Vom Online-Seminar zur gemeinsamen europäischen Veranstaltung
Blended-Intensive-Programs (BIPs) bieten Lehrenden innovative Möglichkeiten der internationalen Zusammenarbeit und Lernenden die Teilnahme an intensiven Kurzzeitprogrammen im In- und Ausland
International, intensiv und im Online- und Präsenzformat müssen hochschulübergreifende, durch Erasmus geförderte Blended-Intensive-Programs (BIPs) sein. Dr. Dennis Redeker vom Zentrum für Medien-, Kommunikations- und Informationsforschung (ZeMKI) koordinierte das erste BIP an der Universität Bremen mit sieben europäischen Partnern. Bei up2date. berichten der Organisator und teilnehmende Studierende über ihre Erfahrungen mit dem Programm.

▶ **ARBEITSANWEISUNGEN**:
**1.** Stimmen die folgenden Aussagen mit dem Text über die Blended-Intensive-Programs überein? Antworten Sie jeweils mit Ja oder Nein und zitieren Sie die entscheidenden Wörter aus dem Text.
(a) Dennis Redeker hat das erste BIP an der Universität Bremen koordiniert.
(b) An dem Bremer BIP waren fünf europäische Partner beteiligt.
(c) BIPs finden ausschließlich online statt.
**2.** Nennen Sie alle Forschungsbereiche, die im Text über die Blended-Intensive-Programs im vollen Namen des ZeMKI vorkommen.
**3.** Bitte schreiben Sie die Fortsetzung des Textes über die Blended-Intensive-Programs im Anschluss an seinen letzten Satz.

▶ **VORGEGEBENE DATEN**:

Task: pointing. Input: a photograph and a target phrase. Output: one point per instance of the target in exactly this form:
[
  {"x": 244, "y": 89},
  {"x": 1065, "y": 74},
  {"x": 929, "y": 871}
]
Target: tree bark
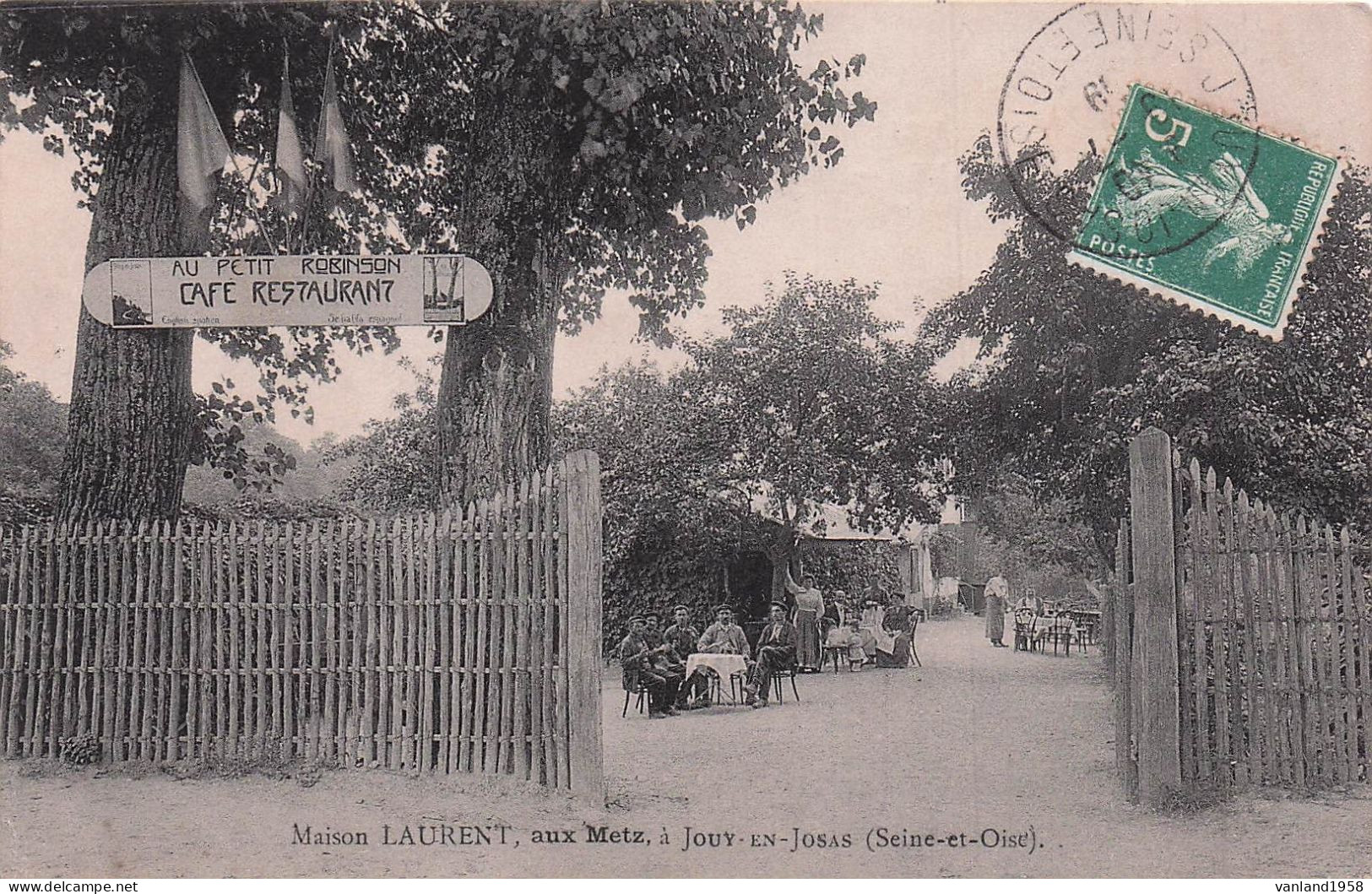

▶ **ANTWORTEN JE AUFGABE**:
**1.**
(a) Ja: „koordinierte das erste BIP an der Universität Bremen“
(b) Nein: „mit sieben europäischen Partnern“
(c) Nein: „im Online- und Präsenzformat“

**2.** Medienforschung, Kommunikationsforschung, Informationsforschung

**3.**
Herr Redeker, was ist ein Blended-Intensive-Program (BIP) und was wird durch Erasmus+ gefördert?
Blended-Intensive-Programs erfordern, dass mindestens drei Erasmus+ förderfähige Hochschulen mit Studierenden und Lehrenden in einem “blended” Format, also virtuell und vor Ort, zusammenarbeiten. Die Themen sind frei wählbar. Dies kann zum Beispiel eine Sommer- oder Winterschule, eine Exkursion, ein Staff Event oder sonstige gemeinsame intensive Lehrveranstaltungen für Studierende, Doktorand:innen oder Hochschulmitarbeitende sein. Die Teilnahme an einem BIP ist auch eine gute Möglichkeit für Personen, die nicht für ein ganzes Semester ins Ausland gehen können oder wollen, Auslandserfahrung zu sammeln.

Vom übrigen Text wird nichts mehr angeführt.